Written request 1: Please list every question the author of the permutation-test post asks in the paragraph that begins "But I do not understand the formula."
Written request 2: Pick up the permutation-test post after its final sentence and continue it.

Source text:
--
I read an article entitled "Permutation Tests for Studying Classifier Performance" which explains how to use "permutation-based p-value" to test the performance of a classifier. I can not understand how to calculate the p-value. The article reports this formula:

 p = (|{D′ ∈ D: e(f,D′) ≤ e(f,D)}|+1)/(k+1)
 (DEFINITION 1)

Where e(f,D) is some error of the classifier f on the dataset D or D' (D' is the dataset obtained with permutation).

This is the article: http://jmlr.org/papers/volume11/ojala10a/ojala10a.pdf

But I do not understand the formula. Why the error with D' is less than the error with D? and can I calculate the absolute value of an equation with "<=" ? And what is k?

The article says:

The empirical p-value of Definition 1 represents the fraction of randomized samples where the classifier behaved better in the random data than in the original data. Intuitively, it measures how likely the observed accuracy would be obtained by chance, only because the classifier identified in the training phase a pattern that happened to be random. Therefore, if the p-value is small enough usually under a certain threshold, for example, α = 0.05 we can say that the value of the error in the original data is indeed significantly small and in consequence, that the classifier is significant under the given null hypothesis, that is, the null hypothesis is rejected.
--
Recorded information:
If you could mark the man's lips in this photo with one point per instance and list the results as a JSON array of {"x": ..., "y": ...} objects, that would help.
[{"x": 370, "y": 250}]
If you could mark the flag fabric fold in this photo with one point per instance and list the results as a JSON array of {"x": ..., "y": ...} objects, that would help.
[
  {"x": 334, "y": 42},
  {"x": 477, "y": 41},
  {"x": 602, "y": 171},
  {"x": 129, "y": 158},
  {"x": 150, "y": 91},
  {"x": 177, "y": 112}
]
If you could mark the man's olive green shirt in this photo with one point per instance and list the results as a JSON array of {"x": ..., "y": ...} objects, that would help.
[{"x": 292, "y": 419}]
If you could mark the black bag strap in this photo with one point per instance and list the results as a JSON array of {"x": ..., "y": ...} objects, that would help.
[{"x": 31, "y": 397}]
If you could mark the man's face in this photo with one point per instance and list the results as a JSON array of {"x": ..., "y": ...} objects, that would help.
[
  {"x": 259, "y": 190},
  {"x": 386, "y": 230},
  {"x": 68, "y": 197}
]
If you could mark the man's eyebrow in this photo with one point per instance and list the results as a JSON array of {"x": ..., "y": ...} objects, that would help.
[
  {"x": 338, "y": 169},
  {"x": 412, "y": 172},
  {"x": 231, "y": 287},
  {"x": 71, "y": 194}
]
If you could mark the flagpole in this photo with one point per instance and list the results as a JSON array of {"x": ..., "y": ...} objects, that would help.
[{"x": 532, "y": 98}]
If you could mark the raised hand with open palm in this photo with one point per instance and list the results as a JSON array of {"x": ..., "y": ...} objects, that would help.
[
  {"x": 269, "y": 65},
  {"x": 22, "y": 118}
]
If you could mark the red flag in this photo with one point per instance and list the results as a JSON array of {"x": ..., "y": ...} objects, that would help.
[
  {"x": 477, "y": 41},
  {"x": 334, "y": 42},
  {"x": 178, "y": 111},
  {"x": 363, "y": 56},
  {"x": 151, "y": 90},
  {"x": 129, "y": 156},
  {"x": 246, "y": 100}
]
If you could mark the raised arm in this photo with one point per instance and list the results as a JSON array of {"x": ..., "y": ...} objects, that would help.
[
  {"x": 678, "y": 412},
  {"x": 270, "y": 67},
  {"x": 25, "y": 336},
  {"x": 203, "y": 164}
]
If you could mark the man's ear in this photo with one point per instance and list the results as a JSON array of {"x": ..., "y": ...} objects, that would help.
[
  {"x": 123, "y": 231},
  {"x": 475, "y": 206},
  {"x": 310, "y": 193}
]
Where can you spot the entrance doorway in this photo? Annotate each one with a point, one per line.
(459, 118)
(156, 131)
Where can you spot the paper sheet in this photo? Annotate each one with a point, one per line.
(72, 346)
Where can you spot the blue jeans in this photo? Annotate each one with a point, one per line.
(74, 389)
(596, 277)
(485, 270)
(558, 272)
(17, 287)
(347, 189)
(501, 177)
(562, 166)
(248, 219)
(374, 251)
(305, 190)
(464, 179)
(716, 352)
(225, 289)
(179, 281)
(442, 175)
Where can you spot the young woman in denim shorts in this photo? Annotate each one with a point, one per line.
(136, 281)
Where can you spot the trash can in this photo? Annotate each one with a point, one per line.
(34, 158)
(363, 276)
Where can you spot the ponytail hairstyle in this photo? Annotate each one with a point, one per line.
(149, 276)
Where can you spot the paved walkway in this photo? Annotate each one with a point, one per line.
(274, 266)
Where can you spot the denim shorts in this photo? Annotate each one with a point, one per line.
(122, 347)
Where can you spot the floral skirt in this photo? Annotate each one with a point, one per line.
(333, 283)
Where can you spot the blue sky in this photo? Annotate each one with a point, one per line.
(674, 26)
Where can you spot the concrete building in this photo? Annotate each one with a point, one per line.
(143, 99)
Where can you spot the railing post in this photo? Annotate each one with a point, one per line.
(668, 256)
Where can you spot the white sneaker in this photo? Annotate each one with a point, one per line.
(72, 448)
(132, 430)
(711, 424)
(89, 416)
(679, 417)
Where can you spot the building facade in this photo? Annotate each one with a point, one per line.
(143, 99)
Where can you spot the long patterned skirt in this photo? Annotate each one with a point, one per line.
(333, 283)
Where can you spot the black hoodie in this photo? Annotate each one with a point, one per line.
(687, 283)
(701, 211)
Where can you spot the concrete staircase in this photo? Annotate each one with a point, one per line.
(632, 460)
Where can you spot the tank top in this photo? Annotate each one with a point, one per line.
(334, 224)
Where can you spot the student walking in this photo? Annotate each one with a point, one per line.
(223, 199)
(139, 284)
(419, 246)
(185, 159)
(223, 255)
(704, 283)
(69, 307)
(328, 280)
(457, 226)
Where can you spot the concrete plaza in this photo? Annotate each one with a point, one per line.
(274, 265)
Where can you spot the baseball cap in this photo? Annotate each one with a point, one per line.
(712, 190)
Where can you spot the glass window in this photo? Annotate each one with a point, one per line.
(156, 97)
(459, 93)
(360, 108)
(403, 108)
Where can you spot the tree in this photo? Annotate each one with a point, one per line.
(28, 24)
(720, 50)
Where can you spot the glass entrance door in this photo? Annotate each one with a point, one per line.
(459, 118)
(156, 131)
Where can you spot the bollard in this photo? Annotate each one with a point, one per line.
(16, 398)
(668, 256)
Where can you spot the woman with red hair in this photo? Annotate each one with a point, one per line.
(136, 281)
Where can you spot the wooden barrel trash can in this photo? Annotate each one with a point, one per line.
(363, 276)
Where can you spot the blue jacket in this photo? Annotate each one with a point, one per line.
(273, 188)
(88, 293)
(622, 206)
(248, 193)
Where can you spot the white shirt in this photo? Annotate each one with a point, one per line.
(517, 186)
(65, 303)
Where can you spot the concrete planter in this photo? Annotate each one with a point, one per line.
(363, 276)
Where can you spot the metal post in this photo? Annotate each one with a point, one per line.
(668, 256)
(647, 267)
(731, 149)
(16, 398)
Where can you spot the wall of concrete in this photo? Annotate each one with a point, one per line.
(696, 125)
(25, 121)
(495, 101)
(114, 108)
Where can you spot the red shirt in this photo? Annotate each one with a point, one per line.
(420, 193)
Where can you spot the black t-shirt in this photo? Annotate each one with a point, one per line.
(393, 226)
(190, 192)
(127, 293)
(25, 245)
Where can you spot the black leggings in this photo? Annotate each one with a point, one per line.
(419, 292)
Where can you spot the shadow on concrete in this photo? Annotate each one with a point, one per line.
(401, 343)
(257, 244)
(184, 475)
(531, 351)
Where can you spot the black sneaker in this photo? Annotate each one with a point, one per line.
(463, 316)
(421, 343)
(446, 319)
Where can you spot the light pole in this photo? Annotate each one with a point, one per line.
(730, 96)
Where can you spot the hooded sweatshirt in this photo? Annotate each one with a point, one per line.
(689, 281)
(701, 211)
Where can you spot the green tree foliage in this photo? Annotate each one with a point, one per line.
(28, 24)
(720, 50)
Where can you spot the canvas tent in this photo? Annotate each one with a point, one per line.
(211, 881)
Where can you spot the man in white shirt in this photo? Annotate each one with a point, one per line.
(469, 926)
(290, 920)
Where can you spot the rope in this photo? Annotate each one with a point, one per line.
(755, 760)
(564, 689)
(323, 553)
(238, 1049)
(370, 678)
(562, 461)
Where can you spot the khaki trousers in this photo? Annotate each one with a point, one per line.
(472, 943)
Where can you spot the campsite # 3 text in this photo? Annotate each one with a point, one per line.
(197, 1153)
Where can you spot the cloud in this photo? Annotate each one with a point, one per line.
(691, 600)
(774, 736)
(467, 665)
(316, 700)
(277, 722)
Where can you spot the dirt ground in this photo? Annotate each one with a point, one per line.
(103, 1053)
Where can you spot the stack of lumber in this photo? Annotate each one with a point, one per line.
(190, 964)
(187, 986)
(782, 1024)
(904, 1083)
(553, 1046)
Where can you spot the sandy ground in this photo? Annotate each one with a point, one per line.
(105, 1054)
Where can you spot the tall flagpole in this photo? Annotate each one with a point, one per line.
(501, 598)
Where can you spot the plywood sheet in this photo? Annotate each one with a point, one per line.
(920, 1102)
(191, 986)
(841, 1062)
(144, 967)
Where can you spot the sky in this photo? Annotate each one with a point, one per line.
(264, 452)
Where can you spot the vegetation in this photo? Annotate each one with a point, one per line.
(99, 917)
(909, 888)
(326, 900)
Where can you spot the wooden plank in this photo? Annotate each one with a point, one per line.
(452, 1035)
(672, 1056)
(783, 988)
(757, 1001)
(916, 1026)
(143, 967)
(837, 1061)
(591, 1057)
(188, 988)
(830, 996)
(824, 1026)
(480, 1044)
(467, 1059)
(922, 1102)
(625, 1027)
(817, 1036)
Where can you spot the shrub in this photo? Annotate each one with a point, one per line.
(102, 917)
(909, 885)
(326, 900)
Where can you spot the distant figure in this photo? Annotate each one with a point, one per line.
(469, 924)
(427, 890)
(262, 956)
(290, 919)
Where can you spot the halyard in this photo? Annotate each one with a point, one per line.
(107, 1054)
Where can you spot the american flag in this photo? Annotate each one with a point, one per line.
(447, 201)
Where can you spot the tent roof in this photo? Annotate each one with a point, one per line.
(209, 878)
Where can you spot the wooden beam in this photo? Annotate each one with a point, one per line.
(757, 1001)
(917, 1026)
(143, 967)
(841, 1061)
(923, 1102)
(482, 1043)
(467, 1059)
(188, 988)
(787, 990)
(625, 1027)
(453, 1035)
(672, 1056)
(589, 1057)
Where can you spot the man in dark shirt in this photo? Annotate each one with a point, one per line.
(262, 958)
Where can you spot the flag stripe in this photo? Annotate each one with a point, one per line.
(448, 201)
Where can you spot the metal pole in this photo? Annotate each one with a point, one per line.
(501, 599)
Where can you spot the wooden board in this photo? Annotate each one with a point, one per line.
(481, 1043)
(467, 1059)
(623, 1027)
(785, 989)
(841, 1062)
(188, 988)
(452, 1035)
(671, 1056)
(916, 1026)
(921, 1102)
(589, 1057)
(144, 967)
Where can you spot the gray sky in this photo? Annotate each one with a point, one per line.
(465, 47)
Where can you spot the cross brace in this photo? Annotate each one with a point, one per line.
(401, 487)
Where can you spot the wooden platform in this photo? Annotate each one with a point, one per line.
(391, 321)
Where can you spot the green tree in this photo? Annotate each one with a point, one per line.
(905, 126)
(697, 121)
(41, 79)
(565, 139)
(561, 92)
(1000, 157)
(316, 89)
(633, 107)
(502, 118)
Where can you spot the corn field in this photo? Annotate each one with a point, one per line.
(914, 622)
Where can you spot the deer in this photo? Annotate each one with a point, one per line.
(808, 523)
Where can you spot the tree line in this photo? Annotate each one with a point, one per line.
--
Reply 1:
1. "Why the error with D' is less than the error with D?"
2. "can I calculate the absolute value of an equation with "<=" ?"
3. "And what is k?"

Reply 2:
up vote 2 down vote accepted

The formula uses the default notation for sets.

So $\{D′ ∈ \hat{D}: e(f,D′) ≤ e(f,D)\}$ is read as: A set containing all permutations $D'$ of $D$ in $\hat{D}$ restricted to those where $e(f,D′) ≤ e(f,D)$.

The pipes around the set definition ("$|$") do note the cardinality / size of the set.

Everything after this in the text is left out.